EXERCISE: Filter on the word "sock": copy each matching line from the listing below.
————————
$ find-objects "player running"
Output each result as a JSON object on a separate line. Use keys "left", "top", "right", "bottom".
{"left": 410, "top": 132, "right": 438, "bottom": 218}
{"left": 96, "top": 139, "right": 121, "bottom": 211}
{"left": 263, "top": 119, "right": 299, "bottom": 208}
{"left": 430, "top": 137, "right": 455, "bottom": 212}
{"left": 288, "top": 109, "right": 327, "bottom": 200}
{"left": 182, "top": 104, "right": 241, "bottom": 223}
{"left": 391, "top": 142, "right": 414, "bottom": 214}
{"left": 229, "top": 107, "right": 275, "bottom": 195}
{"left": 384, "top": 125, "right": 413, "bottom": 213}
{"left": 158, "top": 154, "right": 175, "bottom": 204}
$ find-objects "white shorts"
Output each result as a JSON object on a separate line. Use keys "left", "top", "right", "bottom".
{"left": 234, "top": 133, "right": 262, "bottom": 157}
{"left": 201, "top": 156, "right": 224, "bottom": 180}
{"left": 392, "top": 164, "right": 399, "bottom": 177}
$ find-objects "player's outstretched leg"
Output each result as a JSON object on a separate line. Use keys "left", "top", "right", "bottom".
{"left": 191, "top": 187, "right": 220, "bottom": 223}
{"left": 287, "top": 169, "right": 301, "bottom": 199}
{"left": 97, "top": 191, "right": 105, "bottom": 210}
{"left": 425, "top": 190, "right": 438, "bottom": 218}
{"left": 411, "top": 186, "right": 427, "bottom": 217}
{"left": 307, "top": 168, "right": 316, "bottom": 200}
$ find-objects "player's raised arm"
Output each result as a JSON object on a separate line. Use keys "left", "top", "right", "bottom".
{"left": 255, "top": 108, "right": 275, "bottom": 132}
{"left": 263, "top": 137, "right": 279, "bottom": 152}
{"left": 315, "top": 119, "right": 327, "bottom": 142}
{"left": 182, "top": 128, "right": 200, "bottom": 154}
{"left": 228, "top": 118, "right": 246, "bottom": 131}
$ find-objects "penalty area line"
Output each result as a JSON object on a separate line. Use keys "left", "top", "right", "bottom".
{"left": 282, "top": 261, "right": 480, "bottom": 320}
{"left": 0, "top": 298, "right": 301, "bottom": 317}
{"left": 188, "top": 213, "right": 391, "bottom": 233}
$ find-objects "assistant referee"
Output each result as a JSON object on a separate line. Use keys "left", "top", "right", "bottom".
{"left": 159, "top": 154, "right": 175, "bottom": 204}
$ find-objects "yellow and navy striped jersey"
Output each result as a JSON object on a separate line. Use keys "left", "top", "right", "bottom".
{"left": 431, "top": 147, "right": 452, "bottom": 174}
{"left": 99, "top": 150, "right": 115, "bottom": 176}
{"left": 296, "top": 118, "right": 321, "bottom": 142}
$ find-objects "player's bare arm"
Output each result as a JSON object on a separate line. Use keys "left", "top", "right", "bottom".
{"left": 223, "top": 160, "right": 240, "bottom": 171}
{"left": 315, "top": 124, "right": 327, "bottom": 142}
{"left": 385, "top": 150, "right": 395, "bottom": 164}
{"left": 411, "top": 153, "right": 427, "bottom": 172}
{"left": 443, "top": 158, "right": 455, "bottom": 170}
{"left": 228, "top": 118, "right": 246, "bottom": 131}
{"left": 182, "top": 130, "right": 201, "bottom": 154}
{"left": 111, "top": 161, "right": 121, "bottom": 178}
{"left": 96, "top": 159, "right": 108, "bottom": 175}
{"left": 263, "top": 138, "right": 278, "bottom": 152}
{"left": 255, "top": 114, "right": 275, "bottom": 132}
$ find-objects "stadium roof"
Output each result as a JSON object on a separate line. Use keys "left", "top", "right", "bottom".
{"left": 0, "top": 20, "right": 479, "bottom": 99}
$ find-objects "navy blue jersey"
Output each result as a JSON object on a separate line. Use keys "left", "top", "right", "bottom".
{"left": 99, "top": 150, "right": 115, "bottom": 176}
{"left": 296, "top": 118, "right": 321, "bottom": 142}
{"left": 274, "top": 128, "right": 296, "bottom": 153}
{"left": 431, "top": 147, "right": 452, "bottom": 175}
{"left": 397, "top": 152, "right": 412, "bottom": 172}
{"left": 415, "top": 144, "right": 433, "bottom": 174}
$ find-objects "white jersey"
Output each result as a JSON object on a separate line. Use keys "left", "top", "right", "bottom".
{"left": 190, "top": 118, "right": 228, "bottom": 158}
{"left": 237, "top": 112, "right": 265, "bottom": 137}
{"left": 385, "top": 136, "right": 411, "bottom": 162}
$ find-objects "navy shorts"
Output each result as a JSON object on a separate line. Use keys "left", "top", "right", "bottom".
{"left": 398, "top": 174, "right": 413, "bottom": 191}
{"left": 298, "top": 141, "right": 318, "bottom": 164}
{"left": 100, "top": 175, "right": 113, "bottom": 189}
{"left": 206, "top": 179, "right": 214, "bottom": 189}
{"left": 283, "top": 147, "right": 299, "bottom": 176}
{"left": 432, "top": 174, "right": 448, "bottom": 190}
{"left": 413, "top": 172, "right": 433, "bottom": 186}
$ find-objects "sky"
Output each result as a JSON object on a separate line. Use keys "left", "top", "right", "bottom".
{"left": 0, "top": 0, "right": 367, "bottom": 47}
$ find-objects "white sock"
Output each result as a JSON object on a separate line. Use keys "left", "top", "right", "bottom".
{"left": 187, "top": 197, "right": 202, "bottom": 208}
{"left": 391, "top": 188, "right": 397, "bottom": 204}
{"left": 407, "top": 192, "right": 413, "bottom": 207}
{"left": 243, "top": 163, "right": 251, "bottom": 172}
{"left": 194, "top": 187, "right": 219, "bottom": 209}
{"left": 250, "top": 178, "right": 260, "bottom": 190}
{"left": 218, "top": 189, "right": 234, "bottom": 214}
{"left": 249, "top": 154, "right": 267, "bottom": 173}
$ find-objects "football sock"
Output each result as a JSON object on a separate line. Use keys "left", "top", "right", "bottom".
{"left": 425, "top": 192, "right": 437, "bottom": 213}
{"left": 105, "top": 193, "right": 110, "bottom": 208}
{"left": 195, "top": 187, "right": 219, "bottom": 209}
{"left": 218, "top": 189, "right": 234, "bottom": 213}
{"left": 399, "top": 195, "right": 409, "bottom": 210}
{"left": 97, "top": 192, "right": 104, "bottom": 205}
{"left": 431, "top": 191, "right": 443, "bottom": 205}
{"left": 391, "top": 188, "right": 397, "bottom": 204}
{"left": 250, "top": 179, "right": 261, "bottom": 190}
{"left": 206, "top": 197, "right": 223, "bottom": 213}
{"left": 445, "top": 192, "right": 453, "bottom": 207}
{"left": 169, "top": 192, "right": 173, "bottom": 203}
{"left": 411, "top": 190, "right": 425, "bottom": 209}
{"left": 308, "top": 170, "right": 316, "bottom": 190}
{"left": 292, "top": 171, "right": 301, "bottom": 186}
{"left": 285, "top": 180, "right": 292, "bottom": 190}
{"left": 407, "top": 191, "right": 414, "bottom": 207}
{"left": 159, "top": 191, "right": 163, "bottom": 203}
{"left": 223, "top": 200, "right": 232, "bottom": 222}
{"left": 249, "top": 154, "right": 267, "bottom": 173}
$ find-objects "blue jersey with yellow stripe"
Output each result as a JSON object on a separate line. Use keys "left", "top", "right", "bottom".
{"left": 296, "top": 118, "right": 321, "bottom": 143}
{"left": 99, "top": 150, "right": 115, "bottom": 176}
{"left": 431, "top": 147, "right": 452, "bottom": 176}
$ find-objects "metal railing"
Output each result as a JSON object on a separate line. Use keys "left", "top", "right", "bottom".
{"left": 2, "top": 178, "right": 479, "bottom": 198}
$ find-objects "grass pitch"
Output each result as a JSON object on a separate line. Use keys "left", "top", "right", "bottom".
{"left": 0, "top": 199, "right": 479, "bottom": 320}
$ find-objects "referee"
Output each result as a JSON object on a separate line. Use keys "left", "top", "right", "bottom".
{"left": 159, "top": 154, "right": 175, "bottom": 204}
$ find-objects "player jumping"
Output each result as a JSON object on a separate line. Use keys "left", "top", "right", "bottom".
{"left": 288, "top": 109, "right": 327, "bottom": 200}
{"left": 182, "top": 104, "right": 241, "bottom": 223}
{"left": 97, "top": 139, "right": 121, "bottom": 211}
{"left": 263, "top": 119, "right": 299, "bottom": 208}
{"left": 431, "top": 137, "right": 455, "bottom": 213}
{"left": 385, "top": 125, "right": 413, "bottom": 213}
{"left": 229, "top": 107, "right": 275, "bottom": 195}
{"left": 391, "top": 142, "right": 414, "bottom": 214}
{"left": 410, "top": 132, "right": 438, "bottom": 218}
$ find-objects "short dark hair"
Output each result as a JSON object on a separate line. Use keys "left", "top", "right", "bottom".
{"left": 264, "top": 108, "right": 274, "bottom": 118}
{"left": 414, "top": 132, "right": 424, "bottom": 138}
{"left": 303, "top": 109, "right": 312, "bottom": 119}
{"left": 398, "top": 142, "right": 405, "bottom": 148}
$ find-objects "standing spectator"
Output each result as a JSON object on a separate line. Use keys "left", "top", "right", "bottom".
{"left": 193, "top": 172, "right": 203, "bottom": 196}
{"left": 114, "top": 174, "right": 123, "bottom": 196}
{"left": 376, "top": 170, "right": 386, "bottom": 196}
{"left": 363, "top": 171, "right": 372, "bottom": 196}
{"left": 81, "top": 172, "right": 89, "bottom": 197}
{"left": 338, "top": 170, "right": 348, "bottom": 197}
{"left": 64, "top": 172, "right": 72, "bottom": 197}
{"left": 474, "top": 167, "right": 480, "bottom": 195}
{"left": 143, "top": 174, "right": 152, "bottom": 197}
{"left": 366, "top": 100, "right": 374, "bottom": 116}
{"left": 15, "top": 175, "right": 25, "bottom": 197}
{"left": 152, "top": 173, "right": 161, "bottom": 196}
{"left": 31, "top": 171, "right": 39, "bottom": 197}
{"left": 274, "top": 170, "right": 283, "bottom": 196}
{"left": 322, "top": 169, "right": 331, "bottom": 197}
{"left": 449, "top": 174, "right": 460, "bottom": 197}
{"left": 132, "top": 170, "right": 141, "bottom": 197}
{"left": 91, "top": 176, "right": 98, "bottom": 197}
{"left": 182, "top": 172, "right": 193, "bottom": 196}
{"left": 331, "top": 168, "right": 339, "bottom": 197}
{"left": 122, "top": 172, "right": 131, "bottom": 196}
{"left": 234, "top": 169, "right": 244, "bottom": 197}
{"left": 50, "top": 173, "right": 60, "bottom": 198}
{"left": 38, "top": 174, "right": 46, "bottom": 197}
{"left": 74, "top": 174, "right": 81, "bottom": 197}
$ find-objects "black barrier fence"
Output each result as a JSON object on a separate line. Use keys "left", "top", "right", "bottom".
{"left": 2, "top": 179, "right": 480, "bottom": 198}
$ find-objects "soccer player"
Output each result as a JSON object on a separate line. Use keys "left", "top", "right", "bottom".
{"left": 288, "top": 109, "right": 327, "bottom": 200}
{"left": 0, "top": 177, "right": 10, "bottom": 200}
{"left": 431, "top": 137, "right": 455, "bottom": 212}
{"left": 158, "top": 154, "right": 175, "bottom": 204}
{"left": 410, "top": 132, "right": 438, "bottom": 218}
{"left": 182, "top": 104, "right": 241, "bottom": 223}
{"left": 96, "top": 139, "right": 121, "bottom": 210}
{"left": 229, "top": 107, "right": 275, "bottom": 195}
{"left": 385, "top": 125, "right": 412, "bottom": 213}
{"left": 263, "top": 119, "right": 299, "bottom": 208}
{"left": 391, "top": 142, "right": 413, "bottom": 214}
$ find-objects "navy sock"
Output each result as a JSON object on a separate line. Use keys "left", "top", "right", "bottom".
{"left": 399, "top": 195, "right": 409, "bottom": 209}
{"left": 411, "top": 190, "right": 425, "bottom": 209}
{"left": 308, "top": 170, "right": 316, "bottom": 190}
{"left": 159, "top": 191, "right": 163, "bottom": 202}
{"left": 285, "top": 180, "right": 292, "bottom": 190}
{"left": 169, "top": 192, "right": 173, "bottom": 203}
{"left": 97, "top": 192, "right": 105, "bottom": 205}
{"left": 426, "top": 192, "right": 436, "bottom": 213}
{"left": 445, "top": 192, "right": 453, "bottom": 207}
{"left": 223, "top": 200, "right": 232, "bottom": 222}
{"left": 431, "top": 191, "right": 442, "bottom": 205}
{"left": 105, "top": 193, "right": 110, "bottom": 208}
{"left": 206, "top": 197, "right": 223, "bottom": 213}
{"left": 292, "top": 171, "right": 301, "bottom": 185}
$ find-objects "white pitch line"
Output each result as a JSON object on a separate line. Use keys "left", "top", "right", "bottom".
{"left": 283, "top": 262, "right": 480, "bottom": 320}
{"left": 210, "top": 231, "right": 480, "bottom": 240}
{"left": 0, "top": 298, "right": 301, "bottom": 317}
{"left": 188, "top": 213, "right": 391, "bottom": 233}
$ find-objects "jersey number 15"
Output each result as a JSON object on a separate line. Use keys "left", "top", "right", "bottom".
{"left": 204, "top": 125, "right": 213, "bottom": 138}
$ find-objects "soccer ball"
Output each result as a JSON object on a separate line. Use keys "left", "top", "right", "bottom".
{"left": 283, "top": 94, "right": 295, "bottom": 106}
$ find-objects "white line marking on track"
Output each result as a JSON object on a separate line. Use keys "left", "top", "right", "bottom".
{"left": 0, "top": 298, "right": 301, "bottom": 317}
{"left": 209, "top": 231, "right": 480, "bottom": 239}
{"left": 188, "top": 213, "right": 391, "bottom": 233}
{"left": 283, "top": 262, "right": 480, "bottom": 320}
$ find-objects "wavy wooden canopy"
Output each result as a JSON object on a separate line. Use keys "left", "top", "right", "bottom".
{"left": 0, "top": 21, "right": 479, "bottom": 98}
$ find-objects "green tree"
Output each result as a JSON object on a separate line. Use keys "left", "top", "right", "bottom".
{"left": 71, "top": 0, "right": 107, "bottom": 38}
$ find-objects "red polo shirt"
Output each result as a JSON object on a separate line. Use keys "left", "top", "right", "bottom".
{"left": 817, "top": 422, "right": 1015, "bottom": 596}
————————
TASK RESPONSE:
$ find-objects "white sock"
$ find-objects "football sock"
$ find-objects "navy sock"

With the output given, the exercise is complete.